RECORDED INFORMATION:
###
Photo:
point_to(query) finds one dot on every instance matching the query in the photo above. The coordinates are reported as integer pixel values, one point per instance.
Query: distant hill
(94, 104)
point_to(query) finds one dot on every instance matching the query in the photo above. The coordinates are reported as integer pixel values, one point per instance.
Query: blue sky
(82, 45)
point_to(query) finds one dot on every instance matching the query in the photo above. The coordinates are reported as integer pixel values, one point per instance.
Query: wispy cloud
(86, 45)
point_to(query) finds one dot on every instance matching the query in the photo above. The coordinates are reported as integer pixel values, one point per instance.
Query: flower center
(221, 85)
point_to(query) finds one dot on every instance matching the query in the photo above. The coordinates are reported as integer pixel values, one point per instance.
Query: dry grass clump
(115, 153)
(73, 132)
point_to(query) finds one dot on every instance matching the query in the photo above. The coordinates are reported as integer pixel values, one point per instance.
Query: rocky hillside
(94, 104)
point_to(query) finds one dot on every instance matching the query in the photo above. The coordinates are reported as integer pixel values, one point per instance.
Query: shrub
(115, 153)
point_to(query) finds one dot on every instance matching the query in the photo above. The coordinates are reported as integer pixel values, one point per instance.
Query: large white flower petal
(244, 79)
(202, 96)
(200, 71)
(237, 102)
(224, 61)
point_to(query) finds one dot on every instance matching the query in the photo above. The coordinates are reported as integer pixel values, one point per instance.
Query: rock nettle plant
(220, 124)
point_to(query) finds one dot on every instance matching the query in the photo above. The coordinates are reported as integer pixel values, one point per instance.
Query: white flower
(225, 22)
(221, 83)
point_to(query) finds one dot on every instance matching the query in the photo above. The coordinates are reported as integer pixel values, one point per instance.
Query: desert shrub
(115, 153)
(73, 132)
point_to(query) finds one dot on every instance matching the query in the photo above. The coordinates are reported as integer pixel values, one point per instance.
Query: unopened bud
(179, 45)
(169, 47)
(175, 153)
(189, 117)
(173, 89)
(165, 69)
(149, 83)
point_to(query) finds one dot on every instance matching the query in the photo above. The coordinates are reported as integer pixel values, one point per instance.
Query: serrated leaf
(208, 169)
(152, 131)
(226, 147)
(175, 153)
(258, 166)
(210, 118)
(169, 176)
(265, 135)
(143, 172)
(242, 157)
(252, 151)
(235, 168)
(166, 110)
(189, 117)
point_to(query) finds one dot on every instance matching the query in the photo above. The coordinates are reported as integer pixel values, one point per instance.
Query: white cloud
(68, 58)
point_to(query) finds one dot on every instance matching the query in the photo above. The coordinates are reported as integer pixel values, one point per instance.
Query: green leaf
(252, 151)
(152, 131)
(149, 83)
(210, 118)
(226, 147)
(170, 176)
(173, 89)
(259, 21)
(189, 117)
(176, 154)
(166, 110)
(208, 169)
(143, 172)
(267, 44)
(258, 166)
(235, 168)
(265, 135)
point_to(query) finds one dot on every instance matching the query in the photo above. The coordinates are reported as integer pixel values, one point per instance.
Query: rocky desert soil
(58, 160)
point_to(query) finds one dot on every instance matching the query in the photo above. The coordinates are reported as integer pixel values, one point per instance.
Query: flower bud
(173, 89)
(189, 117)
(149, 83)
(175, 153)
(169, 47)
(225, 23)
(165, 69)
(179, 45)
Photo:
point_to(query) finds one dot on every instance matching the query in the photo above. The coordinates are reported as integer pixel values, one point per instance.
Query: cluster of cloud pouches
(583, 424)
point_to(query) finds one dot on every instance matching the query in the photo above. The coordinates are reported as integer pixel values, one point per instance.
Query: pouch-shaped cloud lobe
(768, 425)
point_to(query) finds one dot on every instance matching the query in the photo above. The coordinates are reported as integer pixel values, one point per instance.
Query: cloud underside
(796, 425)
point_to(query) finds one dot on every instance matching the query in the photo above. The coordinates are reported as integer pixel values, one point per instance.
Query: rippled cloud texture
###
Please find each line in the items above that contains the word "flower" and copy those lines out. Treat uppercase and lowercase as different.

Query: flower center
Query: large white flower petal
Query: white flower
Query: flower bud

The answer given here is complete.